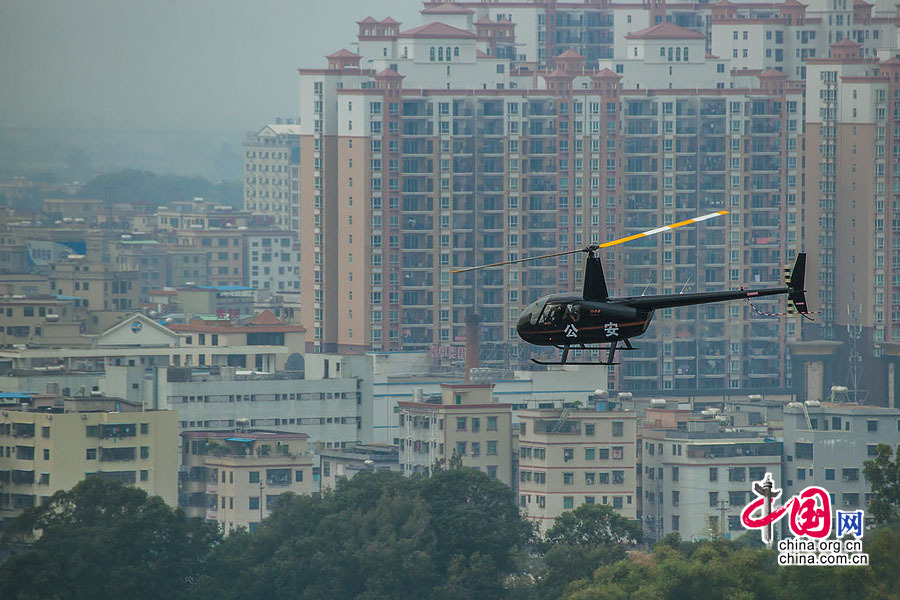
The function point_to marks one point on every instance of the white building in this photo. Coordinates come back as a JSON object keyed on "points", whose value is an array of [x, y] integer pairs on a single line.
{"points": [[826, 444], [696, 482]]}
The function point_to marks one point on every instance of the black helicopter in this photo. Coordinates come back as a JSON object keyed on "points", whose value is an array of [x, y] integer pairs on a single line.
{"points": [[593, 319]]}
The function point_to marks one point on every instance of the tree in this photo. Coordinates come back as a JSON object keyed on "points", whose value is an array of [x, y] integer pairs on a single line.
{"points": [[884, 477], [593, 525], [103, 539], [581, 541], [378, 535]]}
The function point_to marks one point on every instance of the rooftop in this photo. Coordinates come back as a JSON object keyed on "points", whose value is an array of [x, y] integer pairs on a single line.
{"points": [[666, 31]]}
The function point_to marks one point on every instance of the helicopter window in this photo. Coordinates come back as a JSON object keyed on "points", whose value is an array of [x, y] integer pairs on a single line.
{"points": [[552, 314]]}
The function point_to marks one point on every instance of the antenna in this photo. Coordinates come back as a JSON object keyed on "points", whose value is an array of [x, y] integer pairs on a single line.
{"points": [[684, 287], [854, 334]]}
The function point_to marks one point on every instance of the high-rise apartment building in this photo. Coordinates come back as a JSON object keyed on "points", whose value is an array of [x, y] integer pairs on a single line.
{"points": [[414, 169], [853, 212], [271, 174]]}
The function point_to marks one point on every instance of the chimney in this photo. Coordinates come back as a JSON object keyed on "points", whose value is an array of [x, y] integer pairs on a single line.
{"points": [[472, 356]]}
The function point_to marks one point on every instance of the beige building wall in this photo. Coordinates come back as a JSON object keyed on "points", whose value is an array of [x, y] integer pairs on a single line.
{"points": [[43, 453], [467, 423], [240, 487], [355, 177], [574, 457]]}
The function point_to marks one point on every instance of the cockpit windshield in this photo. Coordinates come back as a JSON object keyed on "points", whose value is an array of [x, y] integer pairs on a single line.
{"points": [[553, 313]]}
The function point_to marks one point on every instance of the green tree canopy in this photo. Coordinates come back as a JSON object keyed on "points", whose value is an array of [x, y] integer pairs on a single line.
{"points": [[593, 525], [103, 539], [884, 477], [379, 535]]}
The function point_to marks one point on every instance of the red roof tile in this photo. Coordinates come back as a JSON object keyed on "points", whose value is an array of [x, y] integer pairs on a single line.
{"points": [[266, 317], [446, 8], [570, 54]]}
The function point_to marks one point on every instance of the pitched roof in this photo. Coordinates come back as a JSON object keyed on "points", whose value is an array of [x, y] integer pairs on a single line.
{"points": [[570, 54], [488, 21], [666, 31], [606, 73], [446, 8], [266, 317], [437, 30], [389, 74], [343, 53]]}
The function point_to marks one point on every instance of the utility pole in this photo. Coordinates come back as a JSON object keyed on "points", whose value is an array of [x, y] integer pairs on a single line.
{"points": [[723, 508]]}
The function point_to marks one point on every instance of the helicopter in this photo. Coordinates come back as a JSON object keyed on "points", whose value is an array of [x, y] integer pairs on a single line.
{"points": [[595, 321]]}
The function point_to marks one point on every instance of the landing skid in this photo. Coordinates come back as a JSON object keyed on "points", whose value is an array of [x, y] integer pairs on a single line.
{"points": [[564, 360]]}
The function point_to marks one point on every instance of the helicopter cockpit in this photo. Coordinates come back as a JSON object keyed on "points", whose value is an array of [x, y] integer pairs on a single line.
{"points": [[549, 313]]}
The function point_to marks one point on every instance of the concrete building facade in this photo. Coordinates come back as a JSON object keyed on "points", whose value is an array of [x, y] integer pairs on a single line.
{"points": [[468, 424], [45, 452], [569, 457], [234, 478]]}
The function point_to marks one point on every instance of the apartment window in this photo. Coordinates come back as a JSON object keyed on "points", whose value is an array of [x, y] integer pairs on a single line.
{"points": [[850, 474]]}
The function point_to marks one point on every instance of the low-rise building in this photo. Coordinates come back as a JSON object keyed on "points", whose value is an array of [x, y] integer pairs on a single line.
{"points": [[44, 452], [233, 478], [342, 464], [569, 457], [696, 481], [466, 423], [826, 444]]}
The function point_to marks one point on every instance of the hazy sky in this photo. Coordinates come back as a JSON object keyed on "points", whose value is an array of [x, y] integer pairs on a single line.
{"points": [[169, 64]]}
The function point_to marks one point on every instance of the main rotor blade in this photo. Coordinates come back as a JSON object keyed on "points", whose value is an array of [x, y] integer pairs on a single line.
{"points": [[511, 262], [598, 246], [662, 229]]}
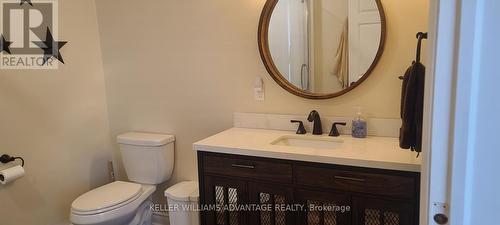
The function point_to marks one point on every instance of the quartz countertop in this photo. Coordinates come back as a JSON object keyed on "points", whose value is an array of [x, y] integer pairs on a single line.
{"points": [[370, 152]]}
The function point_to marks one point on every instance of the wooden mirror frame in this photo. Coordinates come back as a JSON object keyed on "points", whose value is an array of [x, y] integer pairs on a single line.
{"points": [[265, 53]]}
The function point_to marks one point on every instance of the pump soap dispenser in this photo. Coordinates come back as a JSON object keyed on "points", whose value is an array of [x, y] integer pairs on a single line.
{"points": [[359, 125]]}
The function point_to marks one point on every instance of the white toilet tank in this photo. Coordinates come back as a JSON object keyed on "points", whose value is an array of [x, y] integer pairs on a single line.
{"points": [[148, 158]]}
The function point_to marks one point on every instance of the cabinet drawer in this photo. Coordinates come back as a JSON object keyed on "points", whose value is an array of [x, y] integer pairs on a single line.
{"points": [[248, 168], [353, 181]]}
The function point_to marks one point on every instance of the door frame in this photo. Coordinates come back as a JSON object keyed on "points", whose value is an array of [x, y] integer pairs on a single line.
{"points": [[450, 86]]}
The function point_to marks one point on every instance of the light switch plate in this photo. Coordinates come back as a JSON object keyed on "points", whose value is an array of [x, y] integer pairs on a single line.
{"points": [[259, 94]]}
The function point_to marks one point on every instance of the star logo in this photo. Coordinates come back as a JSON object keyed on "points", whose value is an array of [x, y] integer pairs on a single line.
{"points": [[26, 1], [50, 47], [4, 45]]}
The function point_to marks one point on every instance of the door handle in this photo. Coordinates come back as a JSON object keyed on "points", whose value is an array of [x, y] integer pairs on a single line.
{"points": [[349, 178], [243, 166]]}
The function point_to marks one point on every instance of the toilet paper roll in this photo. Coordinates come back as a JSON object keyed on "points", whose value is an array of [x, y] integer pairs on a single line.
{"points": [[11, 174]]}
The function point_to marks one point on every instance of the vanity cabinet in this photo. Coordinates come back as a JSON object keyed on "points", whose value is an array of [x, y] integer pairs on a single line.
{"points": [[303, 193]]}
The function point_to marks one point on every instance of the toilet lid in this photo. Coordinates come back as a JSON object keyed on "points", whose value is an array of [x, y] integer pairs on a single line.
{"points": [[106, 196]]}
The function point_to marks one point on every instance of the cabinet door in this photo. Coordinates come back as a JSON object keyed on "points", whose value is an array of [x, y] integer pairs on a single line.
{"points": [[222, 195], [372, 211], [324, 208], [274, 201]]}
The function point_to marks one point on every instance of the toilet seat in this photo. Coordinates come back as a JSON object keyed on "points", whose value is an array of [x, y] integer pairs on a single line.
{"points": [[112, 214], [106, 198]]}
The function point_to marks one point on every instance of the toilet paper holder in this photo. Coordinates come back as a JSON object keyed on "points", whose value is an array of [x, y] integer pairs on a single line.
{"points": [[7, 158]]}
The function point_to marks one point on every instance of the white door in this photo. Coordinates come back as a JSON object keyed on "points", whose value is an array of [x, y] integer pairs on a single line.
{"points": [[364, 36], [290, 25], [462, 169]]}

INSTRUCTION>
Would you mind returning each entry above word for word, skipping the images?

SOLUTION TO THE PROBLEM>
The function point_to marks one point on every instance of the white building in this photo. Coordinates come back as a JSON object keyed on "points", whose value is an array of [x, y] integer pairs on a single line.
{"points": [[826, 444], [696, 482]]}
The function point_to marks one point on every instance of the black helicopter in this photo. Coordinates come back as a JSON object keyed on "points", whose value is an array of [x, y] integer pairs on a single line.
{"points": [[593, 319]]}
The function point_to marks one point on every instance of the tree in this photo. Coordinates come back as a JSON object keyed on "points", whose value is an array of [x, y] integer pairs on a single line.
{"points": [[884, 477], [593, 525], [103, 539], [581, 541], [378, 535]]}
The function point_to marks one point on every instance of the rooftop in this photo. Coordinates come back as a JSON object keyed on "points", whose value is an array of [x, y] integer pairs on a single line.
{"points": [[666, 31]]}
The function point_to marks one point on every instance of the helicopter window in this photo. Coordinates come back as a JSON object keyed on "points", whose value is an array of [x, y] integer pairs on a single line.
{"points": [[552, 314]]}
The function point_to marks one point on every instance of the antenna in this photo. Coordinates come back as a JSON object keyed on "points", whose value is an array of [x, y] integer pairs on a single line.
{"points": [[684, 287], [854, 334]]}
The function point_to marks one point on every instance of the high-rise apartment building in this photo. Coordinates come back as a JSON object keyed on "points", whose value is an array of [x, y] integer pairs on a single line.
{"points": [[414, 169], [853, 212], [271, 174]]}
The function point_to marks one point on every instance of the chimney in this photo. Coordinates come back as a JSON object keyed on "points", whose value is an array of [x, y] integer pairs on a single line.
{"points": [[472, 356]]}
The function point_to marks one point on every instance of the beige building wall in this photo. Coordinates come back as a JSON object keyed on "points", whose value is an array of [x, y] integer pairs on a single line.
{"points": [[43, 453], [467, 423], [240, 487], [355, 177], [574, 457]]}
The function point_to marks one point on every instance of the cockpit windshield in this photo. Coordinates come back as a JSON object keyed on "points", whose value is an array of [x, y] integer pairs on a single line.
{"points": [[553, 313]]}
The function point_to marks one point on every instance of the green tree canopy in this photo. Coordinates come back as a JSON object keyed on "points", whose value is an array of [x, y] integer pairs on a single line.
{"points": [[593, 525], [103, 539], [884, 477], [379, 535]]}
The function point_to marks one point on every instance of the red roof tile in this photo. Coordinates come back as a JSON object keyed on "points", whose value is an array of [x, y] integer pairs on a single line.
{"points": [[266, 317], [446, 8], [570, 54]]}
The function point_to marks one point on every instance of the pitched roof in this photo. Coordinates come back as a JSON object keyed on "points", whose value is an array of [x, y] integer pairs on a single line.
{"points": [[570, 54], [488, 21], [666, 31], [606, 73], [446, 8], [266, 317], [437, 30], [389, 74], [343, 53]]}
The function point_to marks one point on every instance of the utility pole in this photo. Coordinates come back as a JSON object keyed on "points", whose value is an array of [x, y] integer pairs on a single line.
{"points": [[723, 508]]}
The function point_to marks one point on every instance of the helicopter in this photo. Coordinates come back as a JSON object keyed on "points", whose value is an array of [x, y] integer pairs on a single line.
{"points": [[595, 321]]}
The function point_to marks one point on every instance of the landing skid in this photo. Coordinates come back as a JSON object keyed on "points", whose value is an array of [x, y] integer pairs on a single line.
{"points": [[564, 360]]}
The function point_to marks one point on every instance of the helicopter cockpit in this photo. Coordinates come back as a JSON object keyed on "points", whose value is an array of [x, y] integer pairs on a single line.
{"points": [[549, 313]]}
The function point_to marks one point on every instance of the concrete building facade in this photo. Coordinates come back as a JSON object keyed on "points", whose value is an array of [x, y] integer pairs on a single line.
{"points": [[468, 424], [45, 452], [569, 457], [234, 478]]}
The function point_to marks one point on every instance of the apartment window in this photo. Coordinates come back as a JSON object keyed on "points", whose value is an array of [x, y] integer pairs on a single line.
{"points": [[850, 474]]}
The function point_to marks one point on every instance of the low-rise building in this photo. Coordinates come back as a JSON object keyed on "points", whose value is an array of [x, y] integer pairs on a single line.
{"points": [[44, 452], [233, 478], [342, 464], [569, 457], [696, 481], [466, 423], [826, 444]]}
The function point_to marks one point on every instance of the hazy sky in this photo. Coordinates come back as a JSON object keyed on "points", whose value is an array of [x, y] integer pairs on a single line.
{"points": [[169, 64]]}
The function point_to marks one point on every instance of the main rotor blade in this photo. Coordinates come back as a JSON object keyed on "points", whose value is an array of [x, y] integer pairs on a single line.
{"points": [[511, 262], [598, 246], [662, 229]]}
The function point_to marks one point on every instance of the quartz countertop in this photo. Coordinates come back as a JSON object keyed on "points", whose value is an array of [x, y] integer pairs on a single line.
{"points": [[370, 152]]}
The function point_to marks one point on every instance of the wooden mirror frame in this photo. Coordinates come back as a JSON object keyed on "points", whose value is an array of [x, y] integer pairs on a single line.
{"points": [[265, 53]]}
The function point_to marks one point on every instance of the pump soap dispenser in this photo. Coordinates come back as a JSON object keyed on "points", whose value is an array of [x, y] integer pairs on a single line.
{"points": [[359, 125]]}
The function point_to marks one point on every instance of the white toilet tank in this photo. Coordinates come back as a JSON object keyed on "points", whose value is an array of [x, y] integer pairs on a single line.
{"points": [[148, 158]]}
The function point_to marks one point on every instance of the cabinet drawer in this photo. Coordinates come back as a JSON object keyed on "points", whose value is an array of [x, y] integer pairs on a single line.
{"points": [[248, 168], [353, 181]]}
The function point_to marks one point on every instance of the door frame in this photo. Coordinates come back as a JSON object keyed on "points", whose value is an array of [x, y] integer pairs on a single line.
{"points": [[450, 86]]}
The function point_to marks one point on every instance of the light switch plate in this photo. Coordinates come back as a JSON object keyed on "points", whose value is an array of [x, y] integer pairs on a single line.
{"points": [[259, 94]]}
The function point_to marks one point on every instance of the star logo in this photo. Coordinates come back as a JSON object keyed on "points", whose value is an array of [x, y] integer pairs on a single line.
{"points": [[26, 1], [50, 47], [4, 45]]}
The function point_to marks one point on every instance of the door handle in this photo. Coordinates come back as a JSON object keyed on "points", whose value is an array of [x, y] integer pairs on a single line.
{"points": [[349, 178], [243, 166]]}
The function point_to marks one point on every instance of the toilet paper roll in this photo. Coordinates come back as a JSON object keyed on "points", whose value is an array of [x, y] integer pairs on a single line.
{"points": [[11, 174]]}
The function point_to marks one point on every instance of the vanity cabinet in this photo. Coordinates come back as a JSON object keyed on "points", whose value is an array of [x, y] integer pairs on a single line.
{"points": [[303, 193]]}
The function point_to marks one point on every instance of the toilet lid in this photo. Coordinates come back as a JSON object keyed on "points", whose value is an array of [x, y] integer pairs on a single line.
{"points": [[106, 196]]}
The function point_to marks one point on every instance of the cabinet door in this photo. Coordinates come back as a JSON object keyed on "points", whose value is an array of [x, y] integer pairs on a single line.
{"points": [[222, 195], [372, 211], [324, 208], [274, 201]]}
The function point_to marks one point on every instance of the toilet seat in this photo. Coordinates come back as a JSON object keyed on "points", whose value is an array of [x, y] integer pairs on a single line.
{"points": [[112, 214], [106, 198]]}
The function point_to marks one point on every instance of the toilet paper holder in this photo. Coordinates come back as a JSON object keyed on "points", whose value is an array of [x, y] integer pairs on a single line.
{"points": [[7, 158]]}
The function point_to marks one point on every instance of the white door in this photo. Coordinates come back as a JSON object keyed on "points", whose value is an array of [x, y] integer pairs on a single line.
{"points": [[364, 36], [290, 25], [462, 169]]}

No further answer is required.